### [What is being asked]
Retype the full set of records. Keep every character identical.

>> begin Information supplied

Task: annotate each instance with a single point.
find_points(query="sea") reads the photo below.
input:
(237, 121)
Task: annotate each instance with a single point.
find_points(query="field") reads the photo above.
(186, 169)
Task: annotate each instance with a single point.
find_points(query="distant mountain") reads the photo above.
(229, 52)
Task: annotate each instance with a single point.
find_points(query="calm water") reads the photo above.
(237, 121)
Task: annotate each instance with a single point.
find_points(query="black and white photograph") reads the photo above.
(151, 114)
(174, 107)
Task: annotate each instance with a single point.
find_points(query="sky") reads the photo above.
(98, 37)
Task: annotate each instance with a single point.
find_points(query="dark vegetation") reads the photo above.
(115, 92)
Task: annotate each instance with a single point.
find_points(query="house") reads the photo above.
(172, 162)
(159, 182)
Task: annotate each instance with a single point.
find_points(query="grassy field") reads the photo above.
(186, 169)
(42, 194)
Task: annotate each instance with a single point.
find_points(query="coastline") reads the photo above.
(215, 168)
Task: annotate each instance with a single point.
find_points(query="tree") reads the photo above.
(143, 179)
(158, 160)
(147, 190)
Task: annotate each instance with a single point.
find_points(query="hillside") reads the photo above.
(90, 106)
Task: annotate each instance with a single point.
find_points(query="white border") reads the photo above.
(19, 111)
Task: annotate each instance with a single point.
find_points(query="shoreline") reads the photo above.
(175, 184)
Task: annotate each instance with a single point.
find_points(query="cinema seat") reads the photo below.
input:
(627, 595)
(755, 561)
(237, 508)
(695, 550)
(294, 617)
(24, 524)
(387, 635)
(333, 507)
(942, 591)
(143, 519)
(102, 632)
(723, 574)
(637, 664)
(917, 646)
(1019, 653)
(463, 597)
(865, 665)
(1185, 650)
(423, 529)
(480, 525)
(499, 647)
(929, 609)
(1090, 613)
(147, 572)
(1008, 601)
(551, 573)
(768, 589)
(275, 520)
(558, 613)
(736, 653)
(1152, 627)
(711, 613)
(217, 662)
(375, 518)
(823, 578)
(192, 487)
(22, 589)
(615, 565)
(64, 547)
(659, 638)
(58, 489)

>> end Information supplied

### [Complete output]
Task: annotate each instance with a single point.
find_points(query="sea") reads the photo below.
input:
(237, 121)
Task: annotate each instance with a single point.
find_points(query="field") reads the photo above.
(186, 169)
Task: annotate each instance with a single point.
find_points(query="distant mountain") reads the photo above.
(229, 52)
Task: annotate each instance with a single point.
find_points(query="calm water") reads the photo above.
(237, 121)
Task: annotate each instance with a single point.
find_points(query="black and white photograph") reads the photo above.
(151, 114)
(174, 107)
Task: annotate each instance with a single point.
find_points(query="sky") reads the photo above.
(98, 37)
Task: annotate each instance with a single point.
find_points(query="dark vegetation") reads the photo above.
(115, 92)
Task: annotate each instance with a single point.
find_points(query="house") reads the photo above.
(172, 162)
(159, 182)
Task: annotate each instance with a single point.
find_points(query="grassy field") reads the photo above.
(186, 169)
(42, 194)
Task: annotate each instance with a single point.
find_points(query="coastline") reads the photo above.
(215, 168)
Task: annotate each instance with a single point.
find_points(query="tree") reads the photo above.
(143, 179)
(158, 160)
(147, 190)
Task: annotate each instance with a single point.
find_points(query="hillside") reads the photo above.
(90, 106)
Task: annotate each instance with a single point.
find_points(query="white border") reads the photo above.
(19, 111)
Task: annotate each instance with a single point.
find_points(query="shoreline") reads the photo above.
(175, 184)
Task: annotate each instance with a single point.
find_points(query="cinema seat") reads the photo below.
input:
(627, 595)
(755, 561)
(237, 508)
(695, 550)
(294, 617)
(24, 524)
(387, 635)
(333, 507)
(942, 591)
(143, 519)
(102, 632)
(723, 574)
(637, 664)
(917, 646)
(1019, 653)
(463, 597)
(865, 665)
(1185, 650)
(423, 529)
(480, 525)
(499, 647)
(929, 609)
(1090, 613)
(147, 572)
(1008, 601)
(551, 573)
(768, 589)
(275, 520)
(558, 613)
(736, 653)
(1152, 627)
(711, 613)
(217, 662)
(375, 518)
(823, 578)
(192, 487)
(22, 589)
(615, 565)
(64, 547)
(659, 638)
(58, 489)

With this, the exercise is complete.